# Start of Information supplied

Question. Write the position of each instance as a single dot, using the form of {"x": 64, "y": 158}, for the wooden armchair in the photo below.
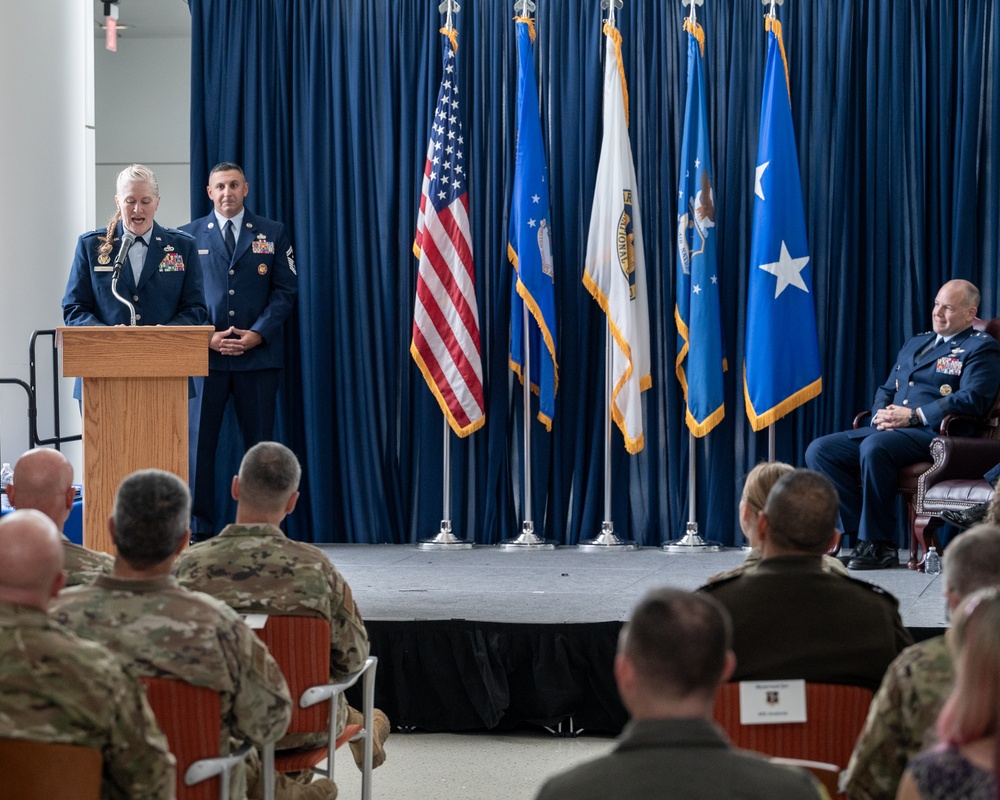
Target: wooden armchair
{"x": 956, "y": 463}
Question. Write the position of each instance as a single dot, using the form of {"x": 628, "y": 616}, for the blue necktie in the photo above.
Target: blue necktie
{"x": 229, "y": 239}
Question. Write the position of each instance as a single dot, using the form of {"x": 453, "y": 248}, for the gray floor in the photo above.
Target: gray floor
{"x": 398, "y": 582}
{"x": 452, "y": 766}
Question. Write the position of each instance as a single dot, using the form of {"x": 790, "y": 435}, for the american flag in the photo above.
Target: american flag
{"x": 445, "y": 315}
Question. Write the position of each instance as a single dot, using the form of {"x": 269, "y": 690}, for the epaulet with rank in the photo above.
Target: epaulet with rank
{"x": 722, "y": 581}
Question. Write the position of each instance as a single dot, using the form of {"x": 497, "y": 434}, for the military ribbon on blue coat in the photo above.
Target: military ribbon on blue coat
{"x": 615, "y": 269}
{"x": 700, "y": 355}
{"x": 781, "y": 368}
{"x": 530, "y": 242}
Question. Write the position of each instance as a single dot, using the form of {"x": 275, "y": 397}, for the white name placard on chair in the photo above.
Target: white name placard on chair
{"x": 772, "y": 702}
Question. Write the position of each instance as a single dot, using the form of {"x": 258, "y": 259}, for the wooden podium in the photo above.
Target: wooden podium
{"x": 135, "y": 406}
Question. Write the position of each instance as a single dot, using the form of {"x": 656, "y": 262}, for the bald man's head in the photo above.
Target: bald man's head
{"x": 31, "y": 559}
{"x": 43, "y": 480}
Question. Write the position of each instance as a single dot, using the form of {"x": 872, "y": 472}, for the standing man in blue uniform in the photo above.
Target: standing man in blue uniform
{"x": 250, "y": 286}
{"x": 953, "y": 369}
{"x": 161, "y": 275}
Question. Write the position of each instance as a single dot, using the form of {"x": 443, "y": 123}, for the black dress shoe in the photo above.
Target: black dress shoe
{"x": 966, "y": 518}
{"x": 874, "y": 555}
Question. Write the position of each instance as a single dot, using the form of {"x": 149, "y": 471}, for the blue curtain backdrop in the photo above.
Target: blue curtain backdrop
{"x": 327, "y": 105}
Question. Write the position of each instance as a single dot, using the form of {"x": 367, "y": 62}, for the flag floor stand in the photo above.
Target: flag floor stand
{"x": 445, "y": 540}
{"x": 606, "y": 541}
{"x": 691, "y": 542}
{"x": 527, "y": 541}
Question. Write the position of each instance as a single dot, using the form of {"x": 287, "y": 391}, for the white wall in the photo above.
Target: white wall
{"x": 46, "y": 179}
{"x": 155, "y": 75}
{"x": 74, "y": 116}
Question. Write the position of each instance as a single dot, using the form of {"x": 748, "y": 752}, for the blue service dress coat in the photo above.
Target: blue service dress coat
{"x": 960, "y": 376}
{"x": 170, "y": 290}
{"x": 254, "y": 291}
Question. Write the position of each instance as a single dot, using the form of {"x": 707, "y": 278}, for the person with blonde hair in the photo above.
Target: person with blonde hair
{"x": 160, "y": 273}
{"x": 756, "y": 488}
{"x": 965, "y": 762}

# End of Information supplied
# Start of Information supplied

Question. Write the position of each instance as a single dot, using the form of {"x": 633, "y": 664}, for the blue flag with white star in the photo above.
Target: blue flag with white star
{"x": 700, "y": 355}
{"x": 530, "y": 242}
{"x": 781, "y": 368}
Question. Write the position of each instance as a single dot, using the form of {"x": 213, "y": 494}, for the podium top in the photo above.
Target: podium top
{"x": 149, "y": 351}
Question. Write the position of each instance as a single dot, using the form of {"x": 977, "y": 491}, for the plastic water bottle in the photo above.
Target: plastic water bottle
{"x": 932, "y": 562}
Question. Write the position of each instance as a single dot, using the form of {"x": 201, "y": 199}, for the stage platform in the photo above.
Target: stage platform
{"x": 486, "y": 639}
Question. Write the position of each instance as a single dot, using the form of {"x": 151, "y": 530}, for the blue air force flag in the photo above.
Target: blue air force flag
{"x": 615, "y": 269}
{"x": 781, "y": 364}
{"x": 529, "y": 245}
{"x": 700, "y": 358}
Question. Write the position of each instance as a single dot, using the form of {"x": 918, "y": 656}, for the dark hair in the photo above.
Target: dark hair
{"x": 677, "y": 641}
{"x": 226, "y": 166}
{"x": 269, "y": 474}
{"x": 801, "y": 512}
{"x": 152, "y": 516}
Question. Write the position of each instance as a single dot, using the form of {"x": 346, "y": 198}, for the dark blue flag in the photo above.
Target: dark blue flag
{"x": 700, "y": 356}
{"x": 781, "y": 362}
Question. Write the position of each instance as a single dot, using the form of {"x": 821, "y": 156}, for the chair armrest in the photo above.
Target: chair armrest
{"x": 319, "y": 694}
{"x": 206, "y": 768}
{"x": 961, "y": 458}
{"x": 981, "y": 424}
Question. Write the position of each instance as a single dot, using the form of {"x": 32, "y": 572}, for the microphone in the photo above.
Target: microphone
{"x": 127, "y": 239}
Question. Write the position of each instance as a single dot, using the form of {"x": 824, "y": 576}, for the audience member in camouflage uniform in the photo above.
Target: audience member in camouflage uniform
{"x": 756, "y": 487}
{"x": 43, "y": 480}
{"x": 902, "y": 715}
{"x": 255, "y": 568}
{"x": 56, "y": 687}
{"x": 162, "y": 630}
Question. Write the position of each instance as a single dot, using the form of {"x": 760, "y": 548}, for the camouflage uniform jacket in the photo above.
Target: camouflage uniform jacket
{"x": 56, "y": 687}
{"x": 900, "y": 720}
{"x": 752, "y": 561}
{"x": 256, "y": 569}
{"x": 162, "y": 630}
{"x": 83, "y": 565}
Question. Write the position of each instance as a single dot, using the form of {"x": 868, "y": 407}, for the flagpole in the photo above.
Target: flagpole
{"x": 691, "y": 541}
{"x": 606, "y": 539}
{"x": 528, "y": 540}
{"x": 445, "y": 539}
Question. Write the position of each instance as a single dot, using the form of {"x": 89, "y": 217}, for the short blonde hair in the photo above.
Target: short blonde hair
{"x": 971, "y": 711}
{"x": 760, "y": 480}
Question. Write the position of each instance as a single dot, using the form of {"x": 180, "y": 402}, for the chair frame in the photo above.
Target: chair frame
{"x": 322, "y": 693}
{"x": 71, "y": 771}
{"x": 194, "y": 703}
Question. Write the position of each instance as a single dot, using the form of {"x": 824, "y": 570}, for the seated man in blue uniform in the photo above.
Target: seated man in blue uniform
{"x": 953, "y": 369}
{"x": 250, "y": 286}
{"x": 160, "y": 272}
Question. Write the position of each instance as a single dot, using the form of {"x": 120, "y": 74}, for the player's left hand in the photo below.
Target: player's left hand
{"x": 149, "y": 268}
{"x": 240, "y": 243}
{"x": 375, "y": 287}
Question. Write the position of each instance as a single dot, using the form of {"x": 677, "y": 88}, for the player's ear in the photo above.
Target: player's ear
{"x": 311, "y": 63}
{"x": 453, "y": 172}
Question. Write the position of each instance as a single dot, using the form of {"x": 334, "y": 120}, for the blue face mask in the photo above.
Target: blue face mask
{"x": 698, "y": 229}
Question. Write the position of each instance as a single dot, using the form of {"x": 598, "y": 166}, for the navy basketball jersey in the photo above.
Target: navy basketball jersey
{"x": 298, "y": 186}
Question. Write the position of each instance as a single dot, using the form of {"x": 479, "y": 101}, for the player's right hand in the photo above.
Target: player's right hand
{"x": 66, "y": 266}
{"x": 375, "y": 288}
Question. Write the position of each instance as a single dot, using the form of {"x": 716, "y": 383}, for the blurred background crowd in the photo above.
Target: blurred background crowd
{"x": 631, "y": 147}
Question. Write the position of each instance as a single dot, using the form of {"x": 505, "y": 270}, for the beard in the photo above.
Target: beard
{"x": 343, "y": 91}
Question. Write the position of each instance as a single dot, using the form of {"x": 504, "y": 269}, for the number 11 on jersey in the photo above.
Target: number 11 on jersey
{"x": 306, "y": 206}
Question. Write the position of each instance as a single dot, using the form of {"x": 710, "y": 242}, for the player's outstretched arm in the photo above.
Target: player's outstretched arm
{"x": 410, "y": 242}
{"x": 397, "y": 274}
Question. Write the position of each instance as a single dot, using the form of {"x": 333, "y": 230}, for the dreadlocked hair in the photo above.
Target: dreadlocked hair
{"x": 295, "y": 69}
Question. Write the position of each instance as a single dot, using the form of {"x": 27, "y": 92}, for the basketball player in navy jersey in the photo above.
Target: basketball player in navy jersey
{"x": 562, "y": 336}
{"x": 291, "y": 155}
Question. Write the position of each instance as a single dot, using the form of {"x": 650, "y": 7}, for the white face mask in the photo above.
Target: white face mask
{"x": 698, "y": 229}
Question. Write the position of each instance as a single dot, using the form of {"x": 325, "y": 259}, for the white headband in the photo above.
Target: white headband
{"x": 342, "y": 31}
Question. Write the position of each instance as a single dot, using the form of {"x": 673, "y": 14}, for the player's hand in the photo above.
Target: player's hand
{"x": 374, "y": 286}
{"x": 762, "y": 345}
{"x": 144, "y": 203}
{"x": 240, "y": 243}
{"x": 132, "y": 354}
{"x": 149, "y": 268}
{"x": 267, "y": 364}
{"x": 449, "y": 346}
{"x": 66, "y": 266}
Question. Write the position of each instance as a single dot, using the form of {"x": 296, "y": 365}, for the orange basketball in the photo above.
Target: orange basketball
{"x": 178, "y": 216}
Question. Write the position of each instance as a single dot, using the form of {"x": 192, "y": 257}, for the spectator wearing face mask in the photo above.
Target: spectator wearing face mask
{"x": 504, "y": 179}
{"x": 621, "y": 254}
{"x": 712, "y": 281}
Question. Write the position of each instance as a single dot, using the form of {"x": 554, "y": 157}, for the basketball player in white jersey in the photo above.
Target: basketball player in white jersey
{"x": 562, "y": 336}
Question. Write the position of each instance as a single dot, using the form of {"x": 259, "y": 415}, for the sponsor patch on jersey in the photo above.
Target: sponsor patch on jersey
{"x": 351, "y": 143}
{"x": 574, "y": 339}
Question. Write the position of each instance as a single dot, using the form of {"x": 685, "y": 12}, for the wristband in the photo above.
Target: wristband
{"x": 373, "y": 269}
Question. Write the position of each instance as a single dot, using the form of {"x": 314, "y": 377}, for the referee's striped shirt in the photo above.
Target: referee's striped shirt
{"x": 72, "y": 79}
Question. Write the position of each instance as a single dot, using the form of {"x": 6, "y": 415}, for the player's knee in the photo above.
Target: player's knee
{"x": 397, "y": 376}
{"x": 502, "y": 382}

# End of Information supplied

- Stated exercise
Locate every line in the items above that contains the word "placard", and copy each of those lines in full.

- Task result
Question. Write the position of each instance as a single dot, using the form of {"x": 275, "y": 397}, for the white name placard on chair in the photo above.
Target: white name placard on chair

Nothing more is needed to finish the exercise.